Yapılacak iş:
Aşağıdaki kaynağa göre yanıtlayın:
(a) Duruşma hangi mahkemece görülüyor?
(b) Erkaç, 15 Temmuz akşamı kimin emriyle birliğine katıldığını söylüyor?
(c) Akdeniz, Sıhhiye Köprüsü'ne geldiklerinde telsizden hangi emri duyduğunu bildiriyor?

Kaynak:
━━━

ANKARA

Fetullahçı Terör Örgütü'nün (FETÖ) 15 Temmuz darbe girişimi sırasında Mamak 28. Piyade Tugay Komutanlığına bağlı tank taburu personelinin katıldığı eylemlere ilişkin 64 kişinin yargılanmasına devam edildi.

Ankara 18. Ağır Ceza Mahkemesince, Sincan Cezaevi Kampüsü'nde görülen duruşmanın öğleden sonraki bölümü, sanık eski Uzman Çavuş Süleyman Erkaç'ın savunmasıyla başladı.

Erkaç, sanık eski Yüzbaşı Hüseyin Nişancı'nın emriyle 15 Temmuz akşamı birliğine katıldığını belirterek, emir komuta zinciri içinde hareket ettiğini söyledi.

Tanklara mühimmat taşınmasından sonra hareket ettiklerini belirten Erkaç, yoldayken kendilerine Genelkurmaya terör saldırısı olduğu için gittiklerinin söylendiğini iddia etti. Genelkurmay Başkanlığı karargahına geldiklerinde dışarıda vatandaşların toplandığını anlatan Erkaç, bu sırada telsizden, sanıklardan Üsteğmen Mahmut Onur Uçar'a, Hava Kuvvet Komutanlığının duvarlarına ateş etmesi için emir verildiğini duyduğunu aktardı.

"Beklemeyin, ezin geçin"

Sanık Uzman Erbaş Mehmet Akdeniz de emir üzerine karargaha geldiğinde tankların hazır olduğunu, bölük komutanı Nişancı'nın emriyle teçhizatını aldıktan sonra zırhlı araca bindiğini ifade etti.

Sıhhiye Köprüsü'ne geldiklerinde bölük komutanının telsizden "Barikatlarda beklemeyin, ezin geçin" emrini duyduğunu bildiren Akdeniz, köprüde bir grup vatandaşın kendilerine tepki göstermesine anlam veremediğini ifade etti.

Genelkurmay Başkanlığına geldiklerinde bir helikopterin karargah bölgesine ateş ettiğini belirten Akdeniz, ilerleyen saatlerde aynı birimde görev yaptığı Astsubay İ.T'nin kendisini arayarak, "Bana, 'Mehmet neredesin? FETÖ'cüler darbe yapıyor, ne işin var orada?' dedi. Ben de 'Komutanım Genelkurmayı korumak için bizi getirdiler' deyince, 'Mehmet bak, sizi kandırıyorlar. Kaçın oradan, darbe oluyor' dedi. Bunun üzerine bu durumu komutanıma aktarınca o da FETÖ'cülere karşı buraya geldiğimizi söyledi." ifadelerini kullandı.

Söz konusu astsubayın aracılığıyla bir emniyet müdürüyle telefonla görüştüğünü aktaran Akdeniz, "Emniyet müdürü, karargahtan kaçmamızı istedi ancak içeride özel kuvvetler mensubu askerler vardı. Helikopterler inip kalkıyordu ateş çemberi içindeydik kaçmamız mümkün değildi." diye konuştu.

━━━

Kayıtlı satırlar:
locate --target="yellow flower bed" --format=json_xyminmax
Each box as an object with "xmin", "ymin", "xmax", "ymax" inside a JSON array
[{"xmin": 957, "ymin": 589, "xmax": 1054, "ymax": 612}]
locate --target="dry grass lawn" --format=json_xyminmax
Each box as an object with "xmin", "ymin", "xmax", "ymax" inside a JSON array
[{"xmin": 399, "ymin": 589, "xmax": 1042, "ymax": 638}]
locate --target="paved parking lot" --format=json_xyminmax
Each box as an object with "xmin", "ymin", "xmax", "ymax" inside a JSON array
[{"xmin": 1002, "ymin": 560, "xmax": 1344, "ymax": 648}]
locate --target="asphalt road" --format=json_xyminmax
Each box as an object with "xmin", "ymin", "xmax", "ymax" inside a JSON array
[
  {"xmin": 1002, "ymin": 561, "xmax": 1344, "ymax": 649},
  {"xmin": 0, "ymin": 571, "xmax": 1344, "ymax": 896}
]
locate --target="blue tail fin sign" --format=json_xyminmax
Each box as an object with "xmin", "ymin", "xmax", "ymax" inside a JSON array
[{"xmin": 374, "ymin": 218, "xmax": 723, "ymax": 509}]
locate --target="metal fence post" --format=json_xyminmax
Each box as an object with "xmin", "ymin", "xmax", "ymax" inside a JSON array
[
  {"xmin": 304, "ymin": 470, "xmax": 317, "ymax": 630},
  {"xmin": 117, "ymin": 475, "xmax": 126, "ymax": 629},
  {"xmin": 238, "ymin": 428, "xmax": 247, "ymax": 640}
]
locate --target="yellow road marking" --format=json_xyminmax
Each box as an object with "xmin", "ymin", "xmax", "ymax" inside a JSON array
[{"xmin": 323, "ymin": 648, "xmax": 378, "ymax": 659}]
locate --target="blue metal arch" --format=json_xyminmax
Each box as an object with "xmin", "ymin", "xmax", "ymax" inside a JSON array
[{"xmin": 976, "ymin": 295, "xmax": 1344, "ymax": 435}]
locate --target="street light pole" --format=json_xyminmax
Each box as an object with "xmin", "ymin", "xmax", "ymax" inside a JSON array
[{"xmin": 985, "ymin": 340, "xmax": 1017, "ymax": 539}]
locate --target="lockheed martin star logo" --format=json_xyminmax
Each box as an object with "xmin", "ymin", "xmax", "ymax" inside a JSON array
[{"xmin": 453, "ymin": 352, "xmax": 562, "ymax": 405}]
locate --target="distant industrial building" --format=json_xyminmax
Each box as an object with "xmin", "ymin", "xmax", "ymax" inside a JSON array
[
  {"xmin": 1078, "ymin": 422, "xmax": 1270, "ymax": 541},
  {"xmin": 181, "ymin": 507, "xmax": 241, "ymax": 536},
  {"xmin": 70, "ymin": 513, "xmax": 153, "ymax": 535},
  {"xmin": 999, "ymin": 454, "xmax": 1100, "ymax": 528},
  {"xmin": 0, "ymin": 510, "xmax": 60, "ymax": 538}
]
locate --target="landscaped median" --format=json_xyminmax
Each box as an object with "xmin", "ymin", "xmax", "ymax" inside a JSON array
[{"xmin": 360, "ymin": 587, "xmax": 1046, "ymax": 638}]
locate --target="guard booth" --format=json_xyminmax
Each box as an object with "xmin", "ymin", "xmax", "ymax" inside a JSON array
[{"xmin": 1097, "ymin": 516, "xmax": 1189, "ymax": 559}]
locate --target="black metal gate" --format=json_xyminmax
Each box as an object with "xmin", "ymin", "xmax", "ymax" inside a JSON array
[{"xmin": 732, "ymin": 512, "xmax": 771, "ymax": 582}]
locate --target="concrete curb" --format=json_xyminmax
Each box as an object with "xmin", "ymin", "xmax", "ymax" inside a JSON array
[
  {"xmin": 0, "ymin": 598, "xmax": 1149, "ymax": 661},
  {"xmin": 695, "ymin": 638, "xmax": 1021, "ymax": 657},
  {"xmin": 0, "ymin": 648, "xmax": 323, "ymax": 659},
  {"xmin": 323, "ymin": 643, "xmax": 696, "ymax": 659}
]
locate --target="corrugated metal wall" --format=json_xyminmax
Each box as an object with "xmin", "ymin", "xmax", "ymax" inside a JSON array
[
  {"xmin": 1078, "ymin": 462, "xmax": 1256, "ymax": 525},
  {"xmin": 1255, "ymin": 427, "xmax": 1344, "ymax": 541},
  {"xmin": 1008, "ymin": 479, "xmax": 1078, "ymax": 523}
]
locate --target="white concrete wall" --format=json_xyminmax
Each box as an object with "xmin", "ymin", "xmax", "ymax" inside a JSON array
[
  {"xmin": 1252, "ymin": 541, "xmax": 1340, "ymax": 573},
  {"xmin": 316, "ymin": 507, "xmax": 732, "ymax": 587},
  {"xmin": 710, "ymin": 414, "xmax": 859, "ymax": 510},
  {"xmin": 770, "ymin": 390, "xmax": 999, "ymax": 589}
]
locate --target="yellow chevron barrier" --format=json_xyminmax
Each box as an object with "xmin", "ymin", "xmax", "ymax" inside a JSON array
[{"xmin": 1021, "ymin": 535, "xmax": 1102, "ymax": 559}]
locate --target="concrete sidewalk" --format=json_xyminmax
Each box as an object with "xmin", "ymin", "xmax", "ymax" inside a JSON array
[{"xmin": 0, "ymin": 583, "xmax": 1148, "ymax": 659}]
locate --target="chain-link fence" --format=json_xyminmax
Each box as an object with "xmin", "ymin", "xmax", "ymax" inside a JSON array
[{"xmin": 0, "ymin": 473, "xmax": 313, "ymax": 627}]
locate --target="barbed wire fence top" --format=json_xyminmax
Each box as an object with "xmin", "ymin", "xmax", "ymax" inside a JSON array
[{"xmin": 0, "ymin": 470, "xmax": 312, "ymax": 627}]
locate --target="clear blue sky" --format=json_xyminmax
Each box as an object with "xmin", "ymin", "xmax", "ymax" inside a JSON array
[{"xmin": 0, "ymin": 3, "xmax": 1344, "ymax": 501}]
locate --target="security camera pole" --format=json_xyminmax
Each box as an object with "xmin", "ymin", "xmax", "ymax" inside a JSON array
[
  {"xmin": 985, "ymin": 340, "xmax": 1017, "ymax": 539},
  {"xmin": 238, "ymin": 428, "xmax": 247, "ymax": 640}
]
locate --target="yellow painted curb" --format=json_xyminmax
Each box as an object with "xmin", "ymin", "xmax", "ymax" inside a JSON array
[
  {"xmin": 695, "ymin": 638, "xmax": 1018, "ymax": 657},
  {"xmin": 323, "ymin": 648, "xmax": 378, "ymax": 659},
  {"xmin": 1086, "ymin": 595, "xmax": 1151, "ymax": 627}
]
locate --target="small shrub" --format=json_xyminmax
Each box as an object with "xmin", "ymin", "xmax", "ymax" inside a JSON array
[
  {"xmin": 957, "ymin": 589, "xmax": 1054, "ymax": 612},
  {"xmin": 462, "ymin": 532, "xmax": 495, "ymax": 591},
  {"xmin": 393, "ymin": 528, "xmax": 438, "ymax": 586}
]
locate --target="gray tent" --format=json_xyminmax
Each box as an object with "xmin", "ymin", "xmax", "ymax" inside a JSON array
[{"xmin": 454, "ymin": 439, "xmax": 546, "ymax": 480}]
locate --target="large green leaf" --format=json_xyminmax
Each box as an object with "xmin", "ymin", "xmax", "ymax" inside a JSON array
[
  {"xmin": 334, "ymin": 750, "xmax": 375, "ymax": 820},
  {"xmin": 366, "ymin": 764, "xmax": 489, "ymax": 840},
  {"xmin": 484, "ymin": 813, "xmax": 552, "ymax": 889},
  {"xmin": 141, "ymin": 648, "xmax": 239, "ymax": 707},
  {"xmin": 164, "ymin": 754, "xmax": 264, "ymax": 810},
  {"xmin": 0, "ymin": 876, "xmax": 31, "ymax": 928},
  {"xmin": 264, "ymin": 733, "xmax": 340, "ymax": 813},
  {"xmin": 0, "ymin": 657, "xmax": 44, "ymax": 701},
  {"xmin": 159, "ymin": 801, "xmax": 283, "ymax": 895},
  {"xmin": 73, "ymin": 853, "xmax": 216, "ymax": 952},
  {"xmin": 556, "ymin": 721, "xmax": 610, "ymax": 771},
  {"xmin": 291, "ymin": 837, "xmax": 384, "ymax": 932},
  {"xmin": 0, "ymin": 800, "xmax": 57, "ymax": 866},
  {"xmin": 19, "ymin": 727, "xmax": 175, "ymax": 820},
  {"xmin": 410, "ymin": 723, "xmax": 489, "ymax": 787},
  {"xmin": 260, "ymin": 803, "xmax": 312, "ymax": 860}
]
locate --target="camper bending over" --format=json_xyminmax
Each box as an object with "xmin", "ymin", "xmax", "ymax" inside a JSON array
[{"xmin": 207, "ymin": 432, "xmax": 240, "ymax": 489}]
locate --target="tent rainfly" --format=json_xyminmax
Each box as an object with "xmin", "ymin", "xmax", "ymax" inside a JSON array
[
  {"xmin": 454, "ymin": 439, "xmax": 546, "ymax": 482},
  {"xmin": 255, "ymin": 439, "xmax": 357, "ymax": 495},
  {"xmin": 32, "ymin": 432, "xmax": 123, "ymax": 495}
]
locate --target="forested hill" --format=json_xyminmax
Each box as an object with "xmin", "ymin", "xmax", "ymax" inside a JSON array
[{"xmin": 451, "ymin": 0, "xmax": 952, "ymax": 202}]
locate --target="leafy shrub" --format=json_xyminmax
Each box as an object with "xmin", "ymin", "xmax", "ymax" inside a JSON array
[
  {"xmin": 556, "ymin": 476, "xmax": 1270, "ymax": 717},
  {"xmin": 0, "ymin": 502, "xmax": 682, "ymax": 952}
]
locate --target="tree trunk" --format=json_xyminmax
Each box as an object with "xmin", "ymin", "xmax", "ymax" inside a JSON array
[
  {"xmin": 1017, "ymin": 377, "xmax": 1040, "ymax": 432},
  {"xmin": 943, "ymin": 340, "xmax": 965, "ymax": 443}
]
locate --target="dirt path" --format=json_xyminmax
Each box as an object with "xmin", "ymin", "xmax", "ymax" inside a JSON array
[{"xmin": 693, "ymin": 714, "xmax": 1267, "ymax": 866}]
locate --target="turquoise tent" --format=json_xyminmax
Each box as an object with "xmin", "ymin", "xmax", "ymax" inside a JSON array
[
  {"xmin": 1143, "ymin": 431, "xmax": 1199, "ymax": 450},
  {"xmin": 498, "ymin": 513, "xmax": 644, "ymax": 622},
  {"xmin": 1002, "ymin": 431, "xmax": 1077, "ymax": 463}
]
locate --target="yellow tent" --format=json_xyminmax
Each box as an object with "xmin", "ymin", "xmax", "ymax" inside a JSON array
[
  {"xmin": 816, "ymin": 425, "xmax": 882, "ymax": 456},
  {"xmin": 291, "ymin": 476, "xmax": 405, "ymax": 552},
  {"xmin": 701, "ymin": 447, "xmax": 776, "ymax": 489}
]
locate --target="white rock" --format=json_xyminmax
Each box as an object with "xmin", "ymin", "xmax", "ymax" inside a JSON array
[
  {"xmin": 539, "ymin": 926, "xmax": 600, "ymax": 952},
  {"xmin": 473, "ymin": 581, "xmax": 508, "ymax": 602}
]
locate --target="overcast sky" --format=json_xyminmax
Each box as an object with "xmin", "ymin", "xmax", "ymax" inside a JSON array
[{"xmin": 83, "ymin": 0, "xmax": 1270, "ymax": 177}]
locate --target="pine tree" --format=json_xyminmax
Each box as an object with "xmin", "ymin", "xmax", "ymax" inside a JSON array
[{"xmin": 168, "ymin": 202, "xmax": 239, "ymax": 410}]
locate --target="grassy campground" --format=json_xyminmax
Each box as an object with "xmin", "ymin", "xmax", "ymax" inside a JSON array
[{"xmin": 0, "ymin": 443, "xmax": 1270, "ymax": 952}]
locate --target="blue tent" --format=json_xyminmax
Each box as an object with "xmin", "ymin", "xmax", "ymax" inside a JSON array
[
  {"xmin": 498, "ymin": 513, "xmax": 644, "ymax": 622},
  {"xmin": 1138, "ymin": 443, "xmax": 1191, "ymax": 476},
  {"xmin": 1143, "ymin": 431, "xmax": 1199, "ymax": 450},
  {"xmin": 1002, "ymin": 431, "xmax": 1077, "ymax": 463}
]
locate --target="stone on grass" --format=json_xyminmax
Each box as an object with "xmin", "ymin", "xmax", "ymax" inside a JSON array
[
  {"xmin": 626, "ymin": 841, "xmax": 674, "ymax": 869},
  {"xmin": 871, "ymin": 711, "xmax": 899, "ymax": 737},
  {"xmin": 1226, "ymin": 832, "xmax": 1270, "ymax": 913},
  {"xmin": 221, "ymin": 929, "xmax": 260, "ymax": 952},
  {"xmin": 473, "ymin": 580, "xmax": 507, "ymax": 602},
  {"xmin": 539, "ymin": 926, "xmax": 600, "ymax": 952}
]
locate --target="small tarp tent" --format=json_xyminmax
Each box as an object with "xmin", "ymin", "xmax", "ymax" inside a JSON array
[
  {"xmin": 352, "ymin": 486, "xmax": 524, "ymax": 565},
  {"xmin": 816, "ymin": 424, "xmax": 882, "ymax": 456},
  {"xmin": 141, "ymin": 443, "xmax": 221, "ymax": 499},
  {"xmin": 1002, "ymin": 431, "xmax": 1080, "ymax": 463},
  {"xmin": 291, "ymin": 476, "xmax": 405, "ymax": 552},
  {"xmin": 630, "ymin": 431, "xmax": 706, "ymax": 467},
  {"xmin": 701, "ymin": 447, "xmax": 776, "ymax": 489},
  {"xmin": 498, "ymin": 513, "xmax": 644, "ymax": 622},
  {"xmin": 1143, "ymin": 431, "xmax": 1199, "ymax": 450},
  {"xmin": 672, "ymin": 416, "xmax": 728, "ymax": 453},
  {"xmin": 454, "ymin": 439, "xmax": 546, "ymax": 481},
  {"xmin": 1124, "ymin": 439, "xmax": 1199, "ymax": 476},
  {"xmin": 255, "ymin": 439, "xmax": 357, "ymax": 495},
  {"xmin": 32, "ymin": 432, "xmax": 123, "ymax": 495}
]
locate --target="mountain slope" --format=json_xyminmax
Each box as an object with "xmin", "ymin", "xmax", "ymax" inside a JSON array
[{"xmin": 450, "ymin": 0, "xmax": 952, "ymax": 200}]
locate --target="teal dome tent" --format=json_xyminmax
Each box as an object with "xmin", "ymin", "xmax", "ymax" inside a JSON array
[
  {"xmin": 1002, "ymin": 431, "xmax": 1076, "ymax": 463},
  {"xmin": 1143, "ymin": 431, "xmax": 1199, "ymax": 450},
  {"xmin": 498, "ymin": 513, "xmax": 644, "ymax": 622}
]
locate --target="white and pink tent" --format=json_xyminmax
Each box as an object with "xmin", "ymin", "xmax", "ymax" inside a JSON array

━━━

Tamamlanmış alıştırma:
(a) Ankara 18. Ağır Ceza Mahkemesi
(b) Sanık eski Yüzbaşı Hüseyin Nişancı'nın emriyle
(c) "Barikatlarda beklemeyin, ezin geçin"